▶ **ABOUT THIS EXERCISE**:
Copy exactly the lines that run from the line containing "Shelf-audit task: drop a dot on every instance of the metal" to the end of the material below, both ends included.

━━ SUPPLIED INFORMATION

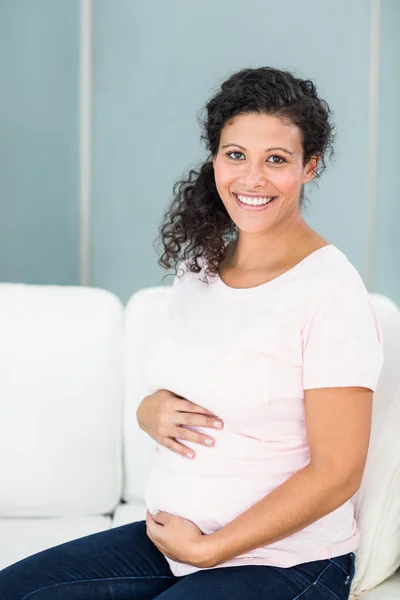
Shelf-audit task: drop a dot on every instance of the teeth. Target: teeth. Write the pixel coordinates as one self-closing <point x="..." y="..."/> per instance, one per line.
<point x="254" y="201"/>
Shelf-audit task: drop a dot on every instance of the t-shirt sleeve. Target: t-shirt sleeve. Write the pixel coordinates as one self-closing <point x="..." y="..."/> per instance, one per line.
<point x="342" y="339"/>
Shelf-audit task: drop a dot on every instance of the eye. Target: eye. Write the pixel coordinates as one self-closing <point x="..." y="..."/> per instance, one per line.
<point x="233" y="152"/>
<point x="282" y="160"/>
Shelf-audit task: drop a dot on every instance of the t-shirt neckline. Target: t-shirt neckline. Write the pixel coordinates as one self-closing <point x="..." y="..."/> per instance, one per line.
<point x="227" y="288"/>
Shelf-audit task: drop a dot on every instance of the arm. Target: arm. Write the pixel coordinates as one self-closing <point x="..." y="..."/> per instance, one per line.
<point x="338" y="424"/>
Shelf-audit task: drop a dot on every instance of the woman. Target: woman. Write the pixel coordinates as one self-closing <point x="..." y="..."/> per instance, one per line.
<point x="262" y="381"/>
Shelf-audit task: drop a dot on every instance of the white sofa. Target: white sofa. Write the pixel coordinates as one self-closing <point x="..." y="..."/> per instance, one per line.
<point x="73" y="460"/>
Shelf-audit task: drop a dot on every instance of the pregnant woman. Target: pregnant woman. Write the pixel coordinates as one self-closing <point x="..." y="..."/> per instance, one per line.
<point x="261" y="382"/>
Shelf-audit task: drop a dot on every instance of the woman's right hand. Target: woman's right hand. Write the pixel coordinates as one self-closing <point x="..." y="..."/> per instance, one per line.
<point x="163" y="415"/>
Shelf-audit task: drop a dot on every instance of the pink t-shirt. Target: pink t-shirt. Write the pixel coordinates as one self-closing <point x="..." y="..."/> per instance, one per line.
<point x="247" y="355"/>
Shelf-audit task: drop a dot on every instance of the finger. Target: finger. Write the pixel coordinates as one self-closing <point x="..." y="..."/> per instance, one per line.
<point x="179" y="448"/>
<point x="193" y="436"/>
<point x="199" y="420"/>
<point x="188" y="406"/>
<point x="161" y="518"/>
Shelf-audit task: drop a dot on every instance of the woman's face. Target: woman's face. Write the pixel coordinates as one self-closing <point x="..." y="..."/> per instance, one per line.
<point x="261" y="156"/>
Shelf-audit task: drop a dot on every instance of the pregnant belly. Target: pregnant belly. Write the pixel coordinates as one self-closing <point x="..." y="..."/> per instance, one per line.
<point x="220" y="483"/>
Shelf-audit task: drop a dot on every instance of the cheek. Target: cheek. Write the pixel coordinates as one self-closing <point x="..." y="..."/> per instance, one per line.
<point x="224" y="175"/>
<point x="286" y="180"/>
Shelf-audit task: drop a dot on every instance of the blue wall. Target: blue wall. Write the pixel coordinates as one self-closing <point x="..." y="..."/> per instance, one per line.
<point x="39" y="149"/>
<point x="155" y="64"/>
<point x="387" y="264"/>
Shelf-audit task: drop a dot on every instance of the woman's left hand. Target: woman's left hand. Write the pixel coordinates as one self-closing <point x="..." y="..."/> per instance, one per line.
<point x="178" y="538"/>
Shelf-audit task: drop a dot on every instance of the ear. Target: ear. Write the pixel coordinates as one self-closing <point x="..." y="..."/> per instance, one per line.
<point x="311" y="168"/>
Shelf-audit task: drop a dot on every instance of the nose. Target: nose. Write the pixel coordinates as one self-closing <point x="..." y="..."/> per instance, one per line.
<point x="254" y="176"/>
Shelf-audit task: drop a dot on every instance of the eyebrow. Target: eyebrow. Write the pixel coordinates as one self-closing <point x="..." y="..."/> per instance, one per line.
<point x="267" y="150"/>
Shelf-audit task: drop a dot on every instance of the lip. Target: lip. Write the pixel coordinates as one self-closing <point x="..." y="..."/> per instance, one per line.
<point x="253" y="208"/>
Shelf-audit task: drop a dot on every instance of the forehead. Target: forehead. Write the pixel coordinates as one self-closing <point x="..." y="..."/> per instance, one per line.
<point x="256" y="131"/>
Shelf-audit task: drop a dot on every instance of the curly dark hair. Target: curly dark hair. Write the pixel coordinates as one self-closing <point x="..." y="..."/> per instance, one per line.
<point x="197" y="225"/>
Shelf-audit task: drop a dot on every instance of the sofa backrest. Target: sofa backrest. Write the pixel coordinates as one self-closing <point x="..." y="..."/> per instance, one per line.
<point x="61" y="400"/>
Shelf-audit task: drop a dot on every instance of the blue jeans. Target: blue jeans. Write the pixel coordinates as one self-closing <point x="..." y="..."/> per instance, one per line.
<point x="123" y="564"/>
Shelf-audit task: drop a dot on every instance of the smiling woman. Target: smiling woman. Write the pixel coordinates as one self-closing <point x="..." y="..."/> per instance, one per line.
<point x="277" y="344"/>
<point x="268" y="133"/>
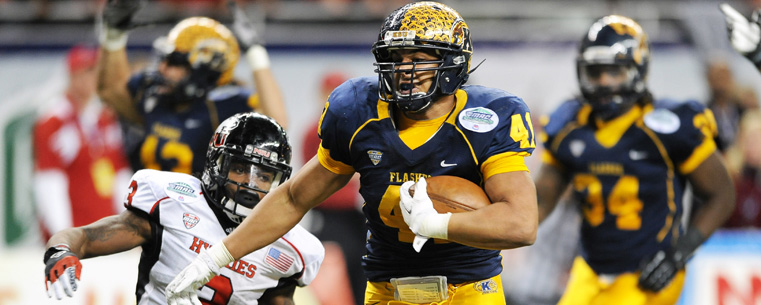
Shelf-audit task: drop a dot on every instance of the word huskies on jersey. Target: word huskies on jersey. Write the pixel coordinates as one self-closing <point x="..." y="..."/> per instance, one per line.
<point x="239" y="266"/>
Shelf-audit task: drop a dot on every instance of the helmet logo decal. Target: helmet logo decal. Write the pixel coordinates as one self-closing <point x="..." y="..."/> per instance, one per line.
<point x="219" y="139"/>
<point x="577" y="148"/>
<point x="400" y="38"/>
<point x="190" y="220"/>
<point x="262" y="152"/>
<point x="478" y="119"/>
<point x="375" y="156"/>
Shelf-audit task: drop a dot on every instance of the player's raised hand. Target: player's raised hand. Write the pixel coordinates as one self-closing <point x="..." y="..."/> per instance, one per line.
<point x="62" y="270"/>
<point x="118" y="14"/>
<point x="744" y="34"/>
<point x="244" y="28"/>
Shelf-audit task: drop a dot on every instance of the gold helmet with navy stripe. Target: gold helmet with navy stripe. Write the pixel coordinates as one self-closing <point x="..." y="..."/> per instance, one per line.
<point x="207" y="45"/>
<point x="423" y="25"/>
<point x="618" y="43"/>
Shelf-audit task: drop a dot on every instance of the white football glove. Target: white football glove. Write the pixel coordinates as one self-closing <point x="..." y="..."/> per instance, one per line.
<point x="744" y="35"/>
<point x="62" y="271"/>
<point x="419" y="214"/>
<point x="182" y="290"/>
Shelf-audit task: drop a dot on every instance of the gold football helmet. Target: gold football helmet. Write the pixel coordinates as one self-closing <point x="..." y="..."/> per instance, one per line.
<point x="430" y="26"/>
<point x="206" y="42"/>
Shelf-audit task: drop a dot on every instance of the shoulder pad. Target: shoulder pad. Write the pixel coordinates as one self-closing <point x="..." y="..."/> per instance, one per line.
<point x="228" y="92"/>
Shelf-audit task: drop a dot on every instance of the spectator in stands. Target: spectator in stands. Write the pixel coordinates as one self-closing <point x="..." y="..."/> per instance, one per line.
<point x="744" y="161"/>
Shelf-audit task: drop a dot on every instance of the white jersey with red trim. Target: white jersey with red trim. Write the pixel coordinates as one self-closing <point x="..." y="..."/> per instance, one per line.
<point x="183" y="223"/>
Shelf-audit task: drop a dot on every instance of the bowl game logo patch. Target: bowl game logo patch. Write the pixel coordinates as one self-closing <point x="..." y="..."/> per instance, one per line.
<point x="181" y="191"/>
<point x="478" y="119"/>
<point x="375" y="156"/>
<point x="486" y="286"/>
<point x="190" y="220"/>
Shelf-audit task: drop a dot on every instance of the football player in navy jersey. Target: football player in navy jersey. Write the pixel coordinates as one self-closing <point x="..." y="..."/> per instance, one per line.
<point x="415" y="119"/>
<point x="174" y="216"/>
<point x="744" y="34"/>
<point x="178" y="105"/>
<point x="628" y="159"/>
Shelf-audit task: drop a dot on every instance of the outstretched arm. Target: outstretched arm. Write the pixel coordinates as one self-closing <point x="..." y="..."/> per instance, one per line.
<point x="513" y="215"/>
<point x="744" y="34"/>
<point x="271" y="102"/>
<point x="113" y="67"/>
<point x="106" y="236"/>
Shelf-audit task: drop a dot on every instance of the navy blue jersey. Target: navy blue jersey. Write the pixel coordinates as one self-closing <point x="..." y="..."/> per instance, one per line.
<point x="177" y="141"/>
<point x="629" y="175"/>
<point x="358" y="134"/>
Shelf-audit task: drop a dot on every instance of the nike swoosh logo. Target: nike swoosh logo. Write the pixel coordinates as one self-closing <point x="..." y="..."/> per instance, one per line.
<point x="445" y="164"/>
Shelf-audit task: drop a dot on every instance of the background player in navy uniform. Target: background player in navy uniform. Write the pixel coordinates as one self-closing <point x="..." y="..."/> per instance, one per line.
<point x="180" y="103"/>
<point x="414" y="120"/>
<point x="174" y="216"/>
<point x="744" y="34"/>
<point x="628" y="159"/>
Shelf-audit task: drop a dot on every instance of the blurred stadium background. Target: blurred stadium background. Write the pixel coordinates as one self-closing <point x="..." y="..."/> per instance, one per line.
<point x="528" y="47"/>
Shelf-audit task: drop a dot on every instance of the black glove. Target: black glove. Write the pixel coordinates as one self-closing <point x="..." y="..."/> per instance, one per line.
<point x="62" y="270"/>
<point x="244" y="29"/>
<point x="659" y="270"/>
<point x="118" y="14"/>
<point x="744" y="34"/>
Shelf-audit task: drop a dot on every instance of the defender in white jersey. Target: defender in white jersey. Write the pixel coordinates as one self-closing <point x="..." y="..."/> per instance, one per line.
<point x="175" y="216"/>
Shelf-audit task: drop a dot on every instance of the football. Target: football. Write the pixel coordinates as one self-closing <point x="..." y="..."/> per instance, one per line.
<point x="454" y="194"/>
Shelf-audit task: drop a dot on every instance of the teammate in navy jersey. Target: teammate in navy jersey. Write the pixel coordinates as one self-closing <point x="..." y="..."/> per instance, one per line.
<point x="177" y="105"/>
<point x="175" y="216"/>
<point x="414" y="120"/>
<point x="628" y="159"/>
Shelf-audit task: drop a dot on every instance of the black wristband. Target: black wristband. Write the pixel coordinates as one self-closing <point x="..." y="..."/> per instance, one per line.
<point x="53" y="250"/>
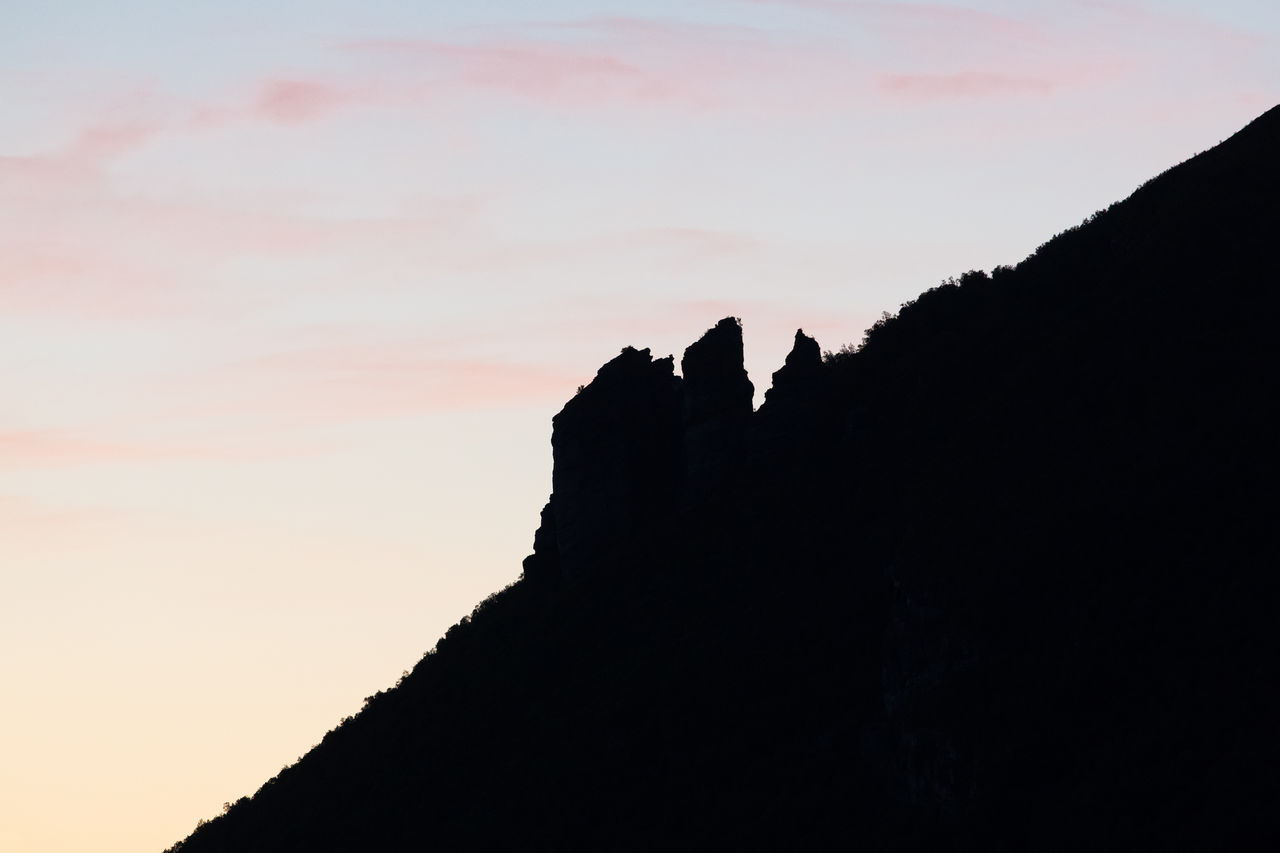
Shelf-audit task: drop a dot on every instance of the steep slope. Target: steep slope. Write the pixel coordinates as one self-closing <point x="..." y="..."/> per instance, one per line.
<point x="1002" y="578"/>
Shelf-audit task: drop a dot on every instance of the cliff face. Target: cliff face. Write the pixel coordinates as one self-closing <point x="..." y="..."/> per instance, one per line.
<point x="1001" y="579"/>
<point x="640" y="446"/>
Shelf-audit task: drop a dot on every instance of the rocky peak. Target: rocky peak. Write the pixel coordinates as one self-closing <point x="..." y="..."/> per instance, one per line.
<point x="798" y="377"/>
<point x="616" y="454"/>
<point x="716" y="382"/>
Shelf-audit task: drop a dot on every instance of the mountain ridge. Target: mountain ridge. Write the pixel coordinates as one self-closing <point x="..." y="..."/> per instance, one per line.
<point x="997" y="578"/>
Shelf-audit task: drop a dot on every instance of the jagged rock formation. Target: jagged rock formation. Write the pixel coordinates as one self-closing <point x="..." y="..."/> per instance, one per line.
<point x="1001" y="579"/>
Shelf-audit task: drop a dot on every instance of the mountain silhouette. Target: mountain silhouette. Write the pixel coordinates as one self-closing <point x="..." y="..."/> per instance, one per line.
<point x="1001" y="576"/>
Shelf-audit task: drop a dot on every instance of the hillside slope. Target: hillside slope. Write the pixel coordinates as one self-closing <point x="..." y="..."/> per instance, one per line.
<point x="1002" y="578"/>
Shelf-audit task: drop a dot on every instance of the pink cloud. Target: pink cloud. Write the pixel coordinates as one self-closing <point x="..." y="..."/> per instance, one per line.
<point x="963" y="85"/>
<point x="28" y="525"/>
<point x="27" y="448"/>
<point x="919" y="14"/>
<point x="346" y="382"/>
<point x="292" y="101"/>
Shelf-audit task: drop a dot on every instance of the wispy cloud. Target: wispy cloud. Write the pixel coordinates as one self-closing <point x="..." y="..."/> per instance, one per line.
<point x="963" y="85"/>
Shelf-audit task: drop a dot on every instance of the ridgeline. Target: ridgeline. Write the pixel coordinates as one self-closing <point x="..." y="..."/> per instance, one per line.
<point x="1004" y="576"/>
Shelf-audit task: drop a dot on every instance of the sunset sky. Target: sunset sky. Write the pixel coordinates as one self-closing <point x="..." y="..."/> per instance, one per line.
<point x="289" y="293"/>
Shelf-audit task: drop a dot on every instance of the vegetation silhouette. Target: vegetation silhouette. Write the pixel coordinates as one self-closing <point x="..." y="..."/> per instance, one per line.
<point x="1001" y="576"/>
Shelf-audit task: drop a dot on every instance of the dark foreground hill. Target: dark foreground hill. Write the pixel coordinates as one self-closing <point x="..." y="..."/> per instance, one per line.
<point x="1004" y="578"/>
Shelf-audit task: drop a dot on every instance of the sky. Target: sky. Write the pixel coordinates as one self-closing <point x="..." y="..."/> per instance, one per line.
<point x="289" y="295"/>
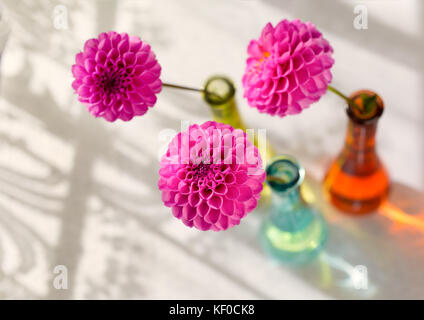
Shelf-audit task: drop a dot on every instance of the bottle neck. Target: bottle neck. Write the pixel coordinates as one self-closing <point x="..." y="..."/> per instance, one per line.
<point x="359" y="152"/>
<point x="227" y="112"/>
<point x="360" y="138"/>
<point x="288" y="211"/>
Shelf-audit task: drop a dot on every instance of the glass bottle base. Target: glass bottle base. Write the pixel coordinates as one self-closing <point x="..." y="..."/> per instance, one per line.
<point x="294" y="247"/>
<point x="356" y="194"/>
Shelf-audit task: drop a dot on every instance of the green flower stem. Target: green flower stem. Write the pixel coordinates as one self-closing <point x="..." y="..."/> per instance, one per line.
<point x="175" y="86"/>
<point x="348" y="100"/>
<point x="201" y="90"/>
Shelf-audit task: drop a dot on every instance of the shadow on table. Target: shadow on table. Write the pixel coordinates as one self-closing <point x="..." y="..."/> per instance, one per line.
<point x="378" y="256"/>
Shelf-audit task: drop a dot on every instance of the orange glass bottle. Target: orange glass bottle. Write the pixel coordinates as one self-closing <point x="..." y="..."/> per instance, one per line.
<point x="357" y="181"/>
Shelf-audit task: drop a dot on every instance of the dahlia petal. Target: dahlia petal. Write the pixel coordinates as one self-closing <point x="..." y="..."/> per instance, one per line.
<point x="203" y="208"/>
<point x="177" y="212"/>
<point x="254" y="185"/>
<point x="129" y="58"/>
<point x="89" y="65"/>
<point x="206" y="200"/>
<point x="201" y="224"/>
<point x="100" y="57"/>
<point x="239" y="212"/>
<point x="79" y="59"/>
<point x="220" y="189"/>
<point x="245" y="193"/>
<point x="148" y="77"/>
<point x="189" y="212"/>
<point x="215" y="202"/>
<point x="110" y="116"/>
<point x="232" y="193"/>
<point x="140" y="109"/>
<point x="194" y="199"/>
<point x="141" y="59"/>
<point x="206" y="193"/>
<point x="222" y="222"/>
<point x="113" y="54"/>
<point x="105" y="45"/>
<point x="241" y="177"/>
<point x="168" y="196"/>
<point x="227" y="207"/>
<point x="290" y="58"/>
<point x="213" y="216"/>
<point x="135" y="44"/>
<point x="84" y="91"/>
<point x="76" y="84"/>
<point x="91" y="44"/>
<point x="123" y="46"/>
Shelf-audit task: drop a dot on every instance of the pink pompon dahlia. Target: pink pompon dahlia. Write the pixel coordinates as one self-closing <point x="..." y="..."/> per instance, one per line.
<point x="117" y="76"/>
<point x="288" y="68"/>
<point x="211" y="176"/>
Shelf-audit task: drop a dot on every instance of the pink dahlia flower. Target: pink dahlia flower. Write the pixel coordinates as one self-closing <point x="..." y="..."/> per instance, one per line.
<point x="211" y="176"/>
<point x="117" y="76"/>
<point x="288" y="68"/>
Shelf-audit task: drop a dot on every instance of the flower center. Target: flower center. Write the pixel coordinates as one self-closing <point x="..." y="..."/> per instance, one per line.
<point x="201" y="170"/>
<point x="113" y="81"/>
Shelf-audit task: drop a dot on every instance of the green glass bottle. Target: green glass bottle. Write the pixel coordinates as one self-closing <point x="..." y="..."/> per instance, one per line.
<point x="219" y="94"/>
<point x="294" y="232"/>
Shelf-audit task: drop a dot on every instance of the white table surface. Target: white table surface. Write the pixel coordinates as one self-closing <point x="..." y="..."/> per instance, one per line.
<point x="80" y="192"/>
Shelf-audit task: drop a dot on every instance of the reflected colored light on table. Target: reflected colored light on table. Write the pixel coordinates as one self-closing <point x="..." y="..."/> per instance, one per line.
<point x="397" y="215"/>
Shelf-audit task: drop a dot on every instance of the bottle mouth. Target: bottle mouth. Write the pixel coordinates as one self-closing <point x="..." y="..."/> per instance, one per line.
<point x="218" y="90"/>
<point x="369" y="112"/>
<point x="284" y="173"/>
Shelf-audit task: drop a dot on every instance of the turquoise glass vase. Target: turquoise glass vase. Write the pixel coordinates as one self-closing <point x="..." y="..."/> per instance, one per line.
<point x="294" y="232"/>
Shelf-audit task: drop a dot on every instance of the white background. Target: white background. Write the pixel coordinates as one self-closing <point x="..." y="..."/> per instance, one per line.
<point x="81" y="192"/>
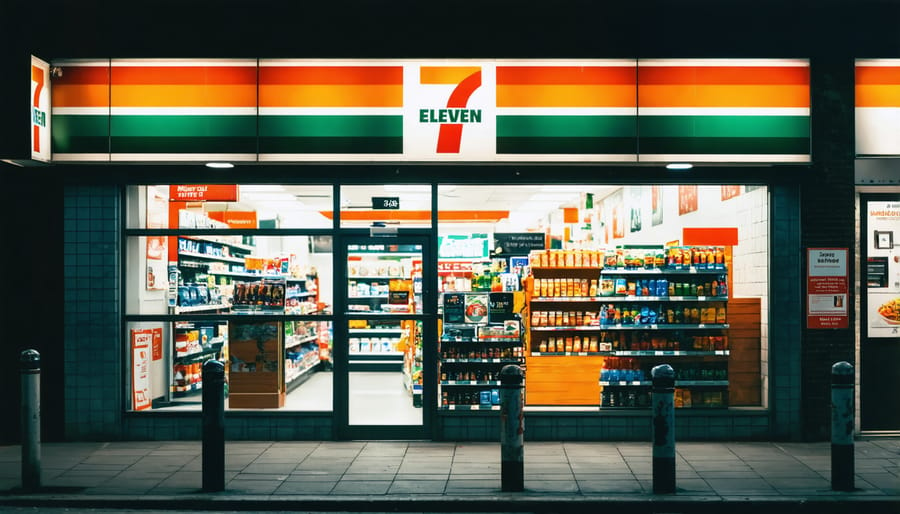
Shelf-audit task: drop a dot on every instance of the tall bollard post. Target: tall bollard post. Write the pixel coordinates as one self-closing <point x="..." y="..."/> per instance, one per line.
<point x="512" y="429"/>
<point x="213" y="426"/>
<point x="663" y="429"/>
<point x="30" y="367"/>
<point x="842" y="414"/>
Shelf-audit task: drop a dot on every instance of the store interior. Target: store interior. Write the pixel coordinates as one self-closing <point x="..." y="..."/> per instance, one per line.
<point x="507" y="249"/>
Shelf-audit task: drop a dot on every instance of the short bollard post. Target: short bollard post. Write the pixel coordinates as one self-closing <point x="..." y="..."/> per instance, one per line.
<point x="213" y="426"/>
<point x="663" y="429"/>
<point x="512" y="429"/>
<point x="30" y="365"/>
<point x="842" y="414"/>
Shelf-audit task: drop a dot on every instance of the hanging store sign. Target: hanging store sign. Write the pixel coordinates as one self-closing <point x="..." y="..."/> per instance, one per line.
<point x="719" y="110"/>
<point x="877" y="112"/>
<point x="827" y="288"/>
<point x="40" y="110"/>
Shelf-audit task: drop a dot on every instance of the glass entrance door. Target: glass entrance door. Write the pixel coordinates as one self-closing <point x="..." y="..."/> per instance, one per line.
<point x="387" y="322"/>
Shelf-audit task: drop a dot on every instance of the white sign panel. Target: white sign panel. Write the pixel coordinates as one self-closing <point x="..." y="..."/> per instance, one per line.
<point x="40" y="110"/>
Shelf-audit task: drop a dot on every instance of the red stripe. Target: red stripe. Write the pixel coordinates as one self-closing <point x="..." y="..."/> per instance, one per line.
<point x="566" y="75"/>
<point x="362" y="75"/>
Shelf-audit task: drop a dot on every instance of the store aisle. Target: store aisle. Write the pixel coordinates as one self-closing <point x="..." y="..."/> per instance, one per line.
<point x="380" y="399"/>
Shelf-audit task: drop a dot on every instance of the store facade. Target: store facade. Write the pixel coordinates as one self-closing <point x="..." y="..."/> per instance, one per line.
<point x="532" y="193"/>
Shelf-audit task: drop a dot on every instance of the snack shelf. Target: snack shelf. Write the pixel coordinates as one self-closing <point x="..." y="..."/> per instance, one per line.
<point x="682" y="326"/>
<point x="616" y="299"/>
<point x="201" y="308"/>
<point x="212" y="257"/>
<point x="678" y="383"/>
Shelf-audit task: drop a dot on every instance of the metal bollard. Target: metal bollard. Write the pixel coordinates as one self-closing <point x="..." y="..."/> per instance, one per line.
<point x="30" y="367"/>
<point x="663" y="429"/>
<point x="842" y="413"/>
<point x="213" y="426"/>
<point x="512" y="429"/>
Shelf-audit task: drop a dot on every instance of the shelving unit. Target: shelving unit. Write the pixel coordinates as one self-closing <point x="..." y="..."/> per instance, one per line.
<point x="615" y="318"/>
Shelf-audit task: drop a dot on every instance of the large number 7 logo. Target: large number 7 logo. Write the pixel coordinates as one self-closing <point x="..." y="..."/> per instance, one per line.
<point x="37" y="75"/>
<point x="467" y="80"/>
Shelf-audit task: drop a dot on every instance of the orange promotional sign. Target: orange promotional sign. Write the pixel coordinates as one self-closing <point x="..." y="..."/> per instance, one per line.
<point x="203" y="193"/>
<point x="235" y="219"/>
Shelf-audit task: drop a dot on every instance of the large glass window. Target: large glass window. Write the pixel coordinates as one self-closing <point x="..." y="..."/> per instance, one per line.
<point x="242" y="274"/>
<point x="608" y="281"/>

━━━━

▶ **ANSWER SECTION**:
Shelf-audit task: drop a dot on every instance of the metal bollard. Target: metal bollard. Write the pixel coordinates as one self-closing <point x="..." y="..."/> per instance, one per line.
<point x="30" y="367"/>
<point x="663" y="429"/>
<point x="842" y="413"/>
<point x="213" y="426"/>
<point x="512" y="429"/>
Shelf-audit task: drop a dot on every instance of the shelving unit. Target: shelving unit. Write the pixel coordinates as one self-closing <point x="..." y="..."/> per instance, one per line.
<point x="615" y="318"/>
Shelf-audit task: drop a dot on every instance of the large number 7 logo. Target: large number 7 logo. Write the pixel coordinates as one self-closing <point x="..." y="..."/> per instance, one per line.
<point x="37" y="75"/>
<point x="467" y="80"/>
Shelf-audit task: drop a dot on every instance of the orange promotional sign. Target: orange promotional sign. Write the pixel coordinates as one self-closing <point x="..." y="..."/> per instance, one per line.
<point x="203" y="193"/>
<point x="235" y="219"/>
Shelf-audit task: drop a dot on every instance of the large glass window. Target: large glass window. Write the pixel coordinates as one self-closing <point x="..." y="..."/> per instance, one per line.
<point x="242" y="274"/>
<point x="608" y="281"/>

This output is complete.